**TASK BRIEF**
Copy out the passage on the 2WG Women's Club word for word, from its heading to its final sentence.

**SELECTED EXTRACT**
========

2WG Women's Club
From the late 1920s onwards, radio stations throughout Australia began establishing social clubs targeting specific listener groups. Major aims of such clubs included building audiences and loyalty; develop community presence and a sense of companionship; providing social opportunities and initiating charitable and other benevolent activities
Following on the success of such clubs in Sydney and Melbourne, Nan Roberts decided to establish 2WG's own Women's Club which was launched on November 1st 1937 with Susan Barrie as its presenter and an official club slogan of "Let us be as happy as we can and happiness comes through service".
Within three months the Club was reporting over 500 enthusiastic members with the Club Rooms and theatrette, in the basement of the 2WG studios, finished and ready for use. The February 1938 edition of Radio Pictorial reported that the opening party for the club rooms, attracted over 100 members from all over the district. They were greeted by the Wagga president, Mrs Colquhon and Susan Barrie.
Even at this early stage, members were using their made up radio names rather than their own names. These made up names were carefully recorded in the membership books and always used on-air.

========

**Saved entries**
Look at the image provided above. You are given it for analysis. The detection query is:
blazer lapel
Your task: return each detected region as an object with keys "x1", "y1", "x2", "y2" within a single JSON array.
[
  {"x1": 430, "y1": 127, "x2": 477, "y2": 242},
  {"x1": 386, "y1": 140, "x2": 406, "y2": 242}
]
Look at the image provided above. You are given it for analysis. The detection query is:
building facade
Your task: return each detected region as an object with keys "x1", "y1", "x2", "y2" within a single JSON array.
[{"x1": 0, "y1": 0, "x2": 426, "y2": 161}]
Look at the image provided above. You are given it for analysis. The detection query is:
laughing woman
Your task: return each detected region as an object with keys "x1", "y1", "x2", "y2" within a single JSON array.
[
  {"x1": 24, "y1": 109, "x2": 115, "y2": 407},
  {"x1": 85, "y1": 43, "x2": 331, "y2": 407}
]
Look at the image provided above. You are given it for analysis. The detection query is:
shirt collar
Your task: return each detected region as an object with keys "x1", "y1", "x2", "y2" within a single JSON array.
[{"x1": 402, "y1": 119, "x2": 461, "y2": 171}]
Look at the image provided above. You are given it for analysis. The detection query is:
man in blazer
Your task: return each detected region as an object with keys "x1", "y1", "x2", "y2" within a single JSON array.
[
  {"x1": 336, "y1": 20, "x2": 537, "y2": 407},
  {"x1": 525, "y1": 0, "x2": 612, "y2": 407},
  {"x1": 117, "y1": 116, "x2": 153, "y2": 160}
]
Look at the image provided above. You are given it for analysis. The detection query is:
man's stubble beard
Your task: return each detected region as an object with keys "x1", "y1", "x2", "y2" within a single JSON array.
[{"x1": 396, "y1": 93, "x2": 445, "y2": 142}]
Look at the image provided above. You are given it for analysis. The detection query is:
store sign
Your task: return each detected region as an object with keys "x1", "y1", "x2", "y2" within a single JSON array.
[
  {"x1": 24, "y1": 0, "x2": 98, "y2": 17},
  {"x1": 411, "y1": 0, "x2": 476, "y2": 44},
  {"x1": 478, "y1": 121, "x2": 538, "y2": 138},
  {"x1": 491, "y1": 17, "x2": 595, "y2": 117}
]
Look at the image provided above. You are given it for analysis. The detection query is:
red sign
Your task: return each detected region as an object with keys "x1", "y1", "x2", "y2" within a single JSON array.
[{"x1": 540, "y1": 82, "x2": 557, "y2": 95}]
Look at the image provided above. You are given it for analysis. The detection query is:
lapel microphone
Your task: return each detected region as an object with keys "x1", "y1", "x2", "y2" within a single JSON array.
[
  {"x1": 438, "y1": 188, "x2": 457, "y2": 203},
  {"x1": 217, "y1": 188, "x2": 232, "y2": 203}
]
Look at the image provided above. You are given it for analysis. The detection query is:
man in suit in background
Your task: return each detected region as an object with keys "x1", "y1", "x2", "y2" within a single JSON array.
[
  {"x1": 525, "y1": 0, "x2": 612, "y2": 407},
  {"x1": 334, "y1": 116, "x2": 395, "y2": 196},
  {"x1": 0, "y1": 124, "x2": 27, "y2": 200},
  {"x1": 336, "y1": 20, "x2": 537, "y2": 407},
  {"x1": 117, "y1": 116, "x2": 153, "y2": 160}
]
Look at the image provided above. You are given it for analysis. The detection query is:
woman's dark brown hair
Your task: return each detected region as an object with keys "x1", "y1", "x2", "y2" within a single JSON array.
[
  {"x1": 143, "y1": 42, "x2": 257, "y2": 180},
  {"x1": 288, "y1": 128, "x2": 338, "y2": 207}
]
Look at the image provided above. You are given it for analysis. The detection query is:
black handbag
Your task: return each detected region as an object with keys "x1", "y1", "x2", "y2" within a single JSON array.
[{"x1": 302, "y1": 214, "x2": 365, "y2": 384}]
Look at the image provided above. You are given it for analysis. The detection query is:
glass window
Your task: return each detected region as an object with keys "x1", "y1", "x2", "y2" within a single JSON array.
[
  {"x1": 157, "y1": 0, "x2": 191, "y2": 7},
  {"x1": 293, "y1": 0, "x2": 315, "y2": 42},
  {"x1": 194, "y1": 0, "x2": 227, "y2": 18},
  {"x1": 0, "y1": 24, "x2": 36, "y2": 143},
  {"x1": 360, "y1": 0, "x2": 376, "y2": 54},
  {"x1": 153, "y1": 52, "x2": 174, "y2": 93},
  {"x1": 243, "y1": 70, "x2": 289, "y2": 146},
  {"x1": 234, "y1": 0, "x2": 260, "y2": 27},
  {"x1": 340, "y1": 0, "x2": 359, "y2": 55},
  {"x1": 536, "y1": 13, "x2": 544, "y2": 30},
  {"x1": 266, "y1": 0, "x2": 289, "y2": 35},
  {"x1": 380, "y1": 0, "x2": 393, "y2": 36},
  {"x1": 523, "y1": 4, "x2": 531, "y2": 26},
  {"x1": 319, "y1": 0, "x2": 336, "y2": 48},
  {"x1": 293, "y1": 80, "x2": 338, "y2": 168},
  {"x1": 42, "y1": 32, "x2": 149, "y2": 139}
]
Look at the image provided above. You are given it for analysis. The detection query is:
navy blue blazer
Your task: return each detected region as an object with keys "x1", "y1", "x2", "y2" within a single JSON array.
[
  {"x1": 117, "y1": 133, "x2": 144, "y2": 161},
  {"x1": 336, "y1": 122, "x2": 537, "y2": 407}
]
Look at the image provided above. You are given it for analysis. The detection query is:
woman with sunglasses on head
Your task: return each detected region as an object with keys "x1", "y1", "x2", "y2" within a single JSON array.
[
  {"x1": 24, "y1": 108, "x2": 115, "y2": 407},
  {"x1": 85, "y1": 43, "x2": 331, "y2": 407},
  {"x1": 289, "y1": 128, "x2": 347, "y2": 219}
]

========

**EXPECTED OUTPUT**
2WG Women's Club
From the late 1920s onwards, radio stations throughout Australia began establishing social clubs targeting specific listener groups. Major aims of such clubs included building audiences and loyalty; develop community presence and a sense of companionship; providing social opportunities and initiating charitable and other benevolent activities
Following on the success of such clubs in Sydney and Melbourne, Nan Roberts decided to establish 2WG's own Women's Club which was launched on November 1st 1937 with Susan Barrie as its presenter and an official club slogan of "Let us be as happy as we can and happiness comes through service".
Within three months the Club was reporting over 500 enthusiastic members with the Club Rooms and theatrette, in the basement of the 2WG studios, finished and ready for use. The February 1938 edition of Radio Pictorial reported that the opening party for the club rooms, attracted over 100 members from all over the district. They were greeted by the Wagga president, Mrs Colquhon and Susan Barrie.
Even at this early stage, members were using their made up radio names rather than their own names. These made up names were carefully recorded in the membership books and always used on-air.